Given request:
Start with the line containing "of the floodwater" and write out each line through the end of the listing, exactly as given.

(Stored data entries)
════════════════
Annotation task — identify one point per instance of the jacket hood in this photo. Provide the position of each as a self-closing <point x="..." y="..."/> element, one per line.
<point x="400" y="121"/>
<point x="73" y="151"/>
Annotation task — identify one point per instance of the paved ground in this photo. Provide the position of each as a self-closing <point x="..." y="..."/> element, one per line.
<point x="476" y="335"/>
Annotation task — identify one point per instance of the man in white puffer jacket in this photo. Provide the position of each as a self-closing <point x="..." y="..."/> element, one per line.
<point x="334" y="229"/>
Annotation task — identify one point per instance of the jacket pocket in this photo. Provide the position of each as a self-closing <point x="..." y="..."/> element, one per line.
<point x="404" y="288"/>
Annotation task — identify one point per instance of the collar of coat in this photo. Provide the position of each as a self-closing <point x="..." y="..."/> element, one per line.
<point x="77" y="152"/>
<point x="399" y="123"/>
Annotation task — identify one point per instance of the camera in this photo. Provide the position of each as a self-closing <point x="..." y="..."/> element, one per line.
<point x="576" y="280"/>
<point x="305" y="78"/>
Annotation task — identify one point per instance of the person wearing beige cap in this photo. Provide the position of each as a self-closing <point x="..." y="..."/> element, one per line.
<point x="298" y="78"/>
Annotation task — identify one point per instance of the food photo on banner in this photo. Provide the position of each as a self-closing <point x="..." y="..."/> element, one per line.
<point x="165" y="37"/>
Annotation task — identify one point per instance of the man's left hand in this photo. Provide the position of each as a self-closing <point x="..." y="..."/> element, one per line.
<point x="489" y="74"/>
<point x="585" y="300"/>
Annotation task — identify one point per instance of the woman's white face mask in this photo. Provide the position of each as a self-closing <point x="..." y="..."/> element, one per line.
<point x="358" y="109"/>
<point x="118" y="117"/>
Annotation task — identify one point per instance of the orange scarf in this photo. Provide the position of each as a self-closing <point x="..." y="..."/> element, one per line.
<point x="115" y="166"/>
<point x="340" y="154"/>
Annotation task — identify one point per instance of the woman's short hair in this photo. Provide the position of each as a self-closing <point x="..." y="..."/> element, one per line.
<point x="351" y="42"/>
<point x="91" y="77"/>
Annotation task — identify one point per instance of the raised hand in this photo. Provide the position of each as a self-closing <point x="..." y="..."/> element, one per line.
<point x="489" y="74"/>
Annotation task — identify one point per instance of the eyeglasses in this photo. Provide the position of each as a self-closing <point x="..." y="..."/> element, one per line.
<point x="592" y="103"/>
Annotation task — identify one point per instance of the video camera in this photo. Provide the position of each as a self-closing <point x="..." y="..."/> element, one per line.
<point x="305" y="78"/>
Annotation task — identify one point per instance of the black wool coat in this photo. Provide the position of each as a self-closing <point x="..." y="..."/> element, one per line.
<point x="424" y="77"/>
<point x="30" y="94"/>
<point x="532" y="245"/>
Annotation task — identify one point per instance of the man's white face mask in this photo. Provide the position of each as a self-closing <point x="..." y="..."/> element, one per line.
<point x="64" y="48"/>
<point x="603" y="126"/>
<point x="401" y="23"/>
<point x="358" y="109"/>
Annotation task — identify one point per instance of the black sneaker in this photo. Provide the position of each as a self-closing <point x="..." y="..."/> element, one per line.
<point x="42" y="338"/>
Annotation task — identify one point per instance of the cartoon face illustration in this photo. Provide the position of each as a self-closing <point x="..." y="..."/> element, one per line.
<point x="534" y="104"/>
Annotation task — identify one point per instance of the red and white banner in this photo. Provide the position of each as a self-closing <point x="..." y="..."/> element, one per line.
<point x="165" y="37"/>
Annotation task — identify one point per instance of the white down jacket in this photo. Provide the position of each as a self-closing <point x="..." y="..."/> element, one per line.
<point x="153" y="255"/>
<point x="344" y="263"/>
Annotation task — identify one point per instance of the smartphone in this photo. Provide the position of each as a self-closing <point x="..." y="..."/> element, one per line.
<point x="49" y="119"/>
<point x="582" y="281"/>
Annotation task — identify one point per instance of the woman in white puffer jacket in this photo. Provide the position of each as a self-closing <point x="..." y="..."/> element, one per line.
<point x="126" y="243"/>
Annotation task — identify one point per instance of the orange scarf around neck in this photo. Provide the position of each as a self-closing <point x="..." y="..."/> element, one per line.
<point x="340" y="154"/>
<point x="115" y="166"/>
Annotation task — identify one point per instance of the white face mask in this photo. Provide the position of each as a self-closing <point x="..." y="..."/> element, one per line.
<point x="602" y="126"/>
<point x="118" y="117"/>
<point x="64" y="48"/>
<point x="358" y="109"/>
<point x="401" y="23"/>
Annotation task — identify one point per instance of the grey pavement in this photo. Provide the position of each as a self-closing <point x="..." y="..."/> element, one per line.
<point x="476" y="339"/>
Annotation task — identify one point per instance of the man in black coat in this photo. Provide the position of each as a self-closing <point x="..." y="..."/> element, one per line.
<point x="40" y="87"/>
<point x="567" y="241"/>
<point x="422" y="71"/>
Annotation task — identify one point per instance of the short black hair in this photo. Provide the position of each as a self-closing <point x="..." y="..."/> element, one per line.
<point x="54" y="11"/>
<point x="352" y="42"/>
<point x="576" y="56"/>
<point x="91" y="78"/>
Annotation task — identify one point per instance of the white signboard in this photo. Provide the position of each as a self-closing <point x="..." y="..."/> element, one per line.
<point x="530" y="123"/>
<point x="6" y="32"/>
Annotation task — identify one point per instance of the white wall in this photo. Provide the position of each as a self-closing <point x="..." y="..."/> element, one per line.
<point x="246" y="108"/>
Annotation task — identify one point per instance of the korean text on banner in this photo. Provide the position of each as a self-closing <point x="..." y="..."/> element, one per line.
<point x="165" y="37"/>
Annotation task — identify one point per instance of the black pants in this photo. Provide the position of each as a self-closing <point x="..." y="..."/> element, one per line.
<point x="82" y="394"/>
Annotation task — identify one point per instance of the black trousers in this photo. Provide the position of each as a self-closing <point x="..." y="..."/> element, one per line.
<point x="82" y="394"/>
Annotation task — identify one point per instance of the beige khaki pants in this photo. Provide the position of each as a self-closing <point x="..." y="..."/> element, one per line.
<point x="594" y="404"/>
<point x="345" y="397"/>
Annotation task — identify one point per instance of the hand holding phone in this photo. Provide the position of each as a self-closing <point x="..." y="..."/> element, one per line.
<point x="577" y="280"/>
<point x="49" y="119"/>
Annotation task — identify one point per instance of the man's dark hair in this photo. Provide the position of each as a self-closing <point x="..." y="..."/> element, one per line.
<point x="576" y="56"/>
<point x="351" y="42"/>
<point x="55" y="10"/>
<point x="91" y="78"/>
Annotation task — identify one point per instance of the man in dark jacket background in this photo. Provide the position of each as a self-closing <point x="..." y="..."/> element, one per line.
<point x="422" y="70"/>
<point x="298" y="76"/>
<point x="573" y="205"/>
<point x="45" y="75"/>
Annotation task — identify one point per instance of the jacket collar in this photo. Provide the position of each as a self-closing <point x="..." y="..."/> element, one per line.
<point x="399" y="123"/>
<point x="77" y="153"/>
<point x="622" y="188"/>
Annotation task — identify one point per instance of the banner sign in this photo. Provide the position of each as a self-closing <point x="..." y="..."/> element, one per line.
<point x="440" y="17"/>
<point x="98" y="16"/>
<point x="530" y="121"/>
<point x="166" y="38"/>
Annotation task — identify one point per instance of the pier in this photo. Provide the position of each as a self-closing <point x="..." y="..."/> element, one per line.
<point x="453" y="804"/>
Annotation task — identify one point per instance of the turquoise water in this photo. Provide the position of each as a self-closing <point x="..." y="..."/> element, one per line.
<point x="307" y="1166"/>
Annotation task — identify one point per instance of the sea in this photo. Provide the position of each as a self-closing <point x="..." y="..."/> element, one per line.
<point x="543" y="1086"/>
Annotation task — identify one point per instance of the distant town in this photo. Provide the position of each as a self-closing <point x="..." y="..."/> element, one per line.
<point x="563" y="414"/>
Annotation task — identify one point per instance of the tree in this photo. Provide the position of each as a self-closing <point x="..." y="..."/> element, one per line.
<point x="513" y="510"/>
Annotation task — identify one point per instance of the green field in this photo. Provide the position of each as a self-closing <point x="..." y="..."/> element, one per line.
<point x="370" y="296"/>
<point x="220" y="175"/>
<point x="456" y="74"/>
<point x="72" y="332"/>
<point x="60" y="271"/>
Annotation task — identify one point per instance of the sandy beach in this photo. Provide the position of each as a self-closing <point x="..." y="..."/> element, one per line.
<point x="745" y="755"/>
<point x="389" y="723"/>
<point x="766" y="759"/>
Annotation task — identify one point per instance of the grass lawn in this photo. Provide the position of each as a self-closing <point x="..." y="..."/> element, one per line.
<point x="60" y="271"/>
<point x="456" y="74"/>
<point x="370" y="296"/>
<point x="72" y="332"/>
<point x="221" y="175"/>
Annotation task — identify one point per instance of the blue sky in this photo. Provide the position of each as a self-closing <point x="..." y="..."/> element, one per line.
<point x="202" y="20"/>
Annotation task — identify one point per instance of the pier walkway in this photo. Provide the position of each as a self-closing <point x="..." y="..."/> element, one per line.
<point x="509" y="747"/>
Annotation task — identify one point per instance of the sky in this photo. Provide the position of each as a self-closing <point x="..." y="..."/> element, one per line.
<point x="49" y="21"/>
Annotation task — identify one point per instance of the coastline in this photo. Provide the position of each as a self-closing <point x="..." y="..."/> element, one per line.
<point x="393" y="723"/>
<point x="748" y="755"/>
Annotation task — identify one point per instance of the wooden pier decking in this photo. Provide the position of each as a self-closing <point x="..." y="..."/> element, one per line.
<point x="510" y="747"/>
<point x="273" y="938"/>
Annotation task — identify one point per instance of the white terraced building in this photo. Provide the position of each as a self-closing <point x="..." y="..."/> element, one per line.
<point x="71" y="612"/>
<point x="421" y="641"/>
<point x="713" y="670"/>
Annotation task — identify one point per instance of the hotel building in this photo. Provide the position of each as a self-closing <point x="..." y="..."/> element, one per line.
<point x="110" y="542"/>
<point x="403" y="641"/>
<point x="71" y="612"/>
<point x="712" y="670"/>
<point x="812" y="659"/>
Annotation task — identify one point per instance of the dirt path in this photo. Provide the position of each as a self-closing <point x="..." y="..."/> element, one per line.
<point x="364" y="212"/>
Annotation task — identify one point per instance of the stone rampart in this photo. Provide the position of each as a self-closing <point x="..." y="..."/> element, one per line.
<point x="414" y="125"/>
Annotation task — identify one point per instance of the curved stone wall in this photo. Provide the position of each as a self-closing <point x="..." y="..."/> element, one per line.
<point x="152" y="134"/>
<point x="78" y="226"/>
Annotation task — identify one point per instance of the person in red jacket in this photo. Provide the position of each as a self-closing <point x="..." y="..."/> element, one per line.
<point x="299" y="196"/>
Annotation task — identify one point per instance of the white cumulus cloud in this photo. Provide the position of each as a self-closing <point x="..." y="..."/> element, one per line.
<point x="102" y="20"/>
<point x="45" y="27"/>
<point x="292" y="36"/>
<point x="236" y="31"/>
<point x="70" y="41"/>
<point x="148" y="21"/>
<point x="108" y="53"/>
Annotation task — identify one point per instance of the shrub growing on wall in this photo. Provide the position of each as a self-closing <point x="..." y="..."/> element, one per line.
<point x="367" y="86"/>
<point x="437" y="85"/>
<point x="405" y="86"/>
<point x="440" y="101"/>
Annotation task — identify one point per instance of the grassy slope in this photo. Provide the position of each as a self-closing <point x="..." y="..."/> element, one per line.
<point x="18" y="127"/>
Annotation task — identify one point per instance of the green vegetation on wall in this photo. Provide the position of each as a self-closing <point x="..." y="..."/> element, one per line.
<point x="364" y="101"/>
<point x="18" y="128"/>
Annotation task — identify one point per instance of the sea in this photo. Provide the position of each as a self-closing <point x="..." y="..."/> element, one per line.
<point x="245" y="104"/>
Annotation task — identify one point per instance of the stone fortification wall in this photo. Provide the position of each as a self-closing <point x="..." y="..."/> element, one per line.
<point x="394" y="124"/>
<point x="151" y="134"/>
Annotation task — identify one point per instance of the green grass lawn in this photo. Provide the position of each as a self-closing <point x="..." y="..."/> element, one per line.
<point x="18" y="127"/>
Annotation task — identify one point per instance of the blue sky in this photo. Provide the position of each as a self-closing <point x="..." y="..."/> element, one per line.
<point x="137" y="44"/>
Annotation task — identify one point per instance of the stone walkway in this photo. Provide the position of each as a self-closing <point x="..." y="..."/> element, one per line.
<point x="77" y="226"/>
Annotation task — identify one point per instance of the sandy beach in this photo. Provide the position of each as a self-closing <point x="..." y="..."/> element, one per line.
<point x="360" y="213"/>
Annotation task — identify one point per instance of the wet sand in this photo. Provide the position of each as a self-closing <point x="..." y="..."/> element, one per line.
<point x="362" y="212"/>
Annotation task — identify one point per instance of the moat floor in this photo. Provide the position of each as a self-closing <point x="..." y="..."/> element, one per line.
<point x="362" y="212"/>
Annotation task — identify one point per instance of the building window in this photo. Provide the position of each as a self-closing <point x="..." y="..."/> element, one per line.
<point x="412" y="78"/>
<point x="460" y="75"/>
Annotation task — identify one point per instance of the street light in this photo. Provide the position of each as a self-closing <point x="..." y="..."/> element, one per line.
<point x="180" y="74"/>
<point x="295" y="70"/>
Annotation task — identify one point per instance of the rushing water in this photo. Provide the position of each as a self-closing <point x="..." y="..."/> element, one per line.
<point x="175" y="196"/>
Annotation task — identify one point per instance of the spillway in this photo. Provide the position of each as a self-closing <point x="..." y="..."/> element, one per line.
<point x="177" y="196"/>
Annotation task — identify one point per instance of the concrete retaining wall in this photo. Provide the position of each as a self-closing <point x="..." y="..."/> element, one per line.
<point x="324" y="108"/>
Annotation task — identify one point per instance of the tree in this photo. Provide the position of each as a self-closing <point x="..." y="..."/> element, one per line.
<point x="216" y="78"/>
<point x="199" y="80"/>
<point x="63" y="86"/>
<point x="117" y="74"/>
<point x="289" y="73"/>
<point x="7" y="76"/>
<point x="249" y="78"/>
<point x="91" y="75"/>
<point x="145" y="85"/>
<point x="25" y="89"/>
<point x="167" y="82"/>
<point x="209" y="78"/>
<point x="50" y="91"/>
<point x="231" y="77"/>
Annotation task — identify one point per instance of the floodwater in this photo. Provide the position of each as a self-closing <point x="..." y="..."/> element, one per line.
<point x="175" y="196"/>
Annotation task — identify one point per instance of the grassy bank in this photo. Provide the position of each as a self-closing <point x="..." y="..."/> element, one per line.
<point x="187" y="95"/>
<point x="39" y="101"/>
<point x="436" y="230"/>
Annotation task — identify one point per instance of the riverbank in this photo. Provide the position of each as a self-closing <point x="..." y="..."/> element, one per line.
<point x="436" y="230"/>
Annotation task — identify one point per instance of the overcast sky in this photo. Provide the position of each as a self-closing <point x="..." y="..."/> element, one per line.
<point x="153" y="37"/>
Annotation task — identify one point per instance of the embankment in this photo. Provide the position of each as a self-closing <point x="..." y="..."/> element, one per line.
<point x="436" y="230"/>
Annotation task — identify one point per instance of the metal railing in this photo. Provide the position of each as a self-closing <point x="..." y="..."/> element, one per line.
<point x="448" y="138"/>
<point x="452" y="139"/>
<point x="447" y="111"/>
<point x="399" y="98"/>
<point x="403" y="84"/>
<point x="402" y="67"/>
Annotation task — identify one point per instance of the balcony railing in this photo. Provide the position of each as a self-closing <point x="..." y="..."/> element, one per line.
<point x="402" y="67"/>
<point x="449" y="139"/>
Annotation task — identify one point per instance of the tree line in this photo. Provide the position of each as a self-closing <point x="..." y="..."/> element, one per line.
════════════════
Exercise solution:
Annotation task — identify one point per instance of the floodwater in this photo. Provide the position of each as a self-closing <point x="..." y="..."/> element, one per line.
<point x="175" y="196"/>
Annotation task — identify one point per instance of the grassy bank in this photo. Provide the position of each as a self-closing <point x="..." y="..."/> element, one per line.
<point x="187" y="95"/>
<point x="39" y="101"/>
<point x="436" y="230"/>
Annotation task — identify one point per instance of the riverbank in this photo. Provide the position of each as a self-closing <point x="..." y="..."/> element, one per line.
<point x="436" y="230"/>
Annotation task — identify one point per instance of the overcast sky in this photo. Provide the position of each as a self-closing <point x="..." y="..."/> element, one per line.
<point x="153" y="37"/>
Annotation task — identify one point per instance of the embankment in this photo. Provide the position of each as a self-closing <point x="..." y="..."/> element, one per line.
<point x="436" y="230"/>
Annotation task — identify one point per instance of the metal railing in this photo. Provide the position of each as a self-closing <point x="..." y="..."/> element, one per line.
<point x="448" y="138"/>
<point x="452" y="139"/>
<point x="447" y="111"/>
<point x="399" y="98"/>
<point x="403" y="84"/>
<point x="402" y="67"/>
Annotation task — identify one point per instance of the balcony railing in this photo. Provide the position of each as a self-closing <point x="..." y="..."/> element, one per line.
<point x="402" y="67"/>
<point x="449" y="139"/>
Annotation task — identify one point per instance of the tree line in this photo. Provide the position of each as a self-closing <point x="..." y="..."/> element, one per line.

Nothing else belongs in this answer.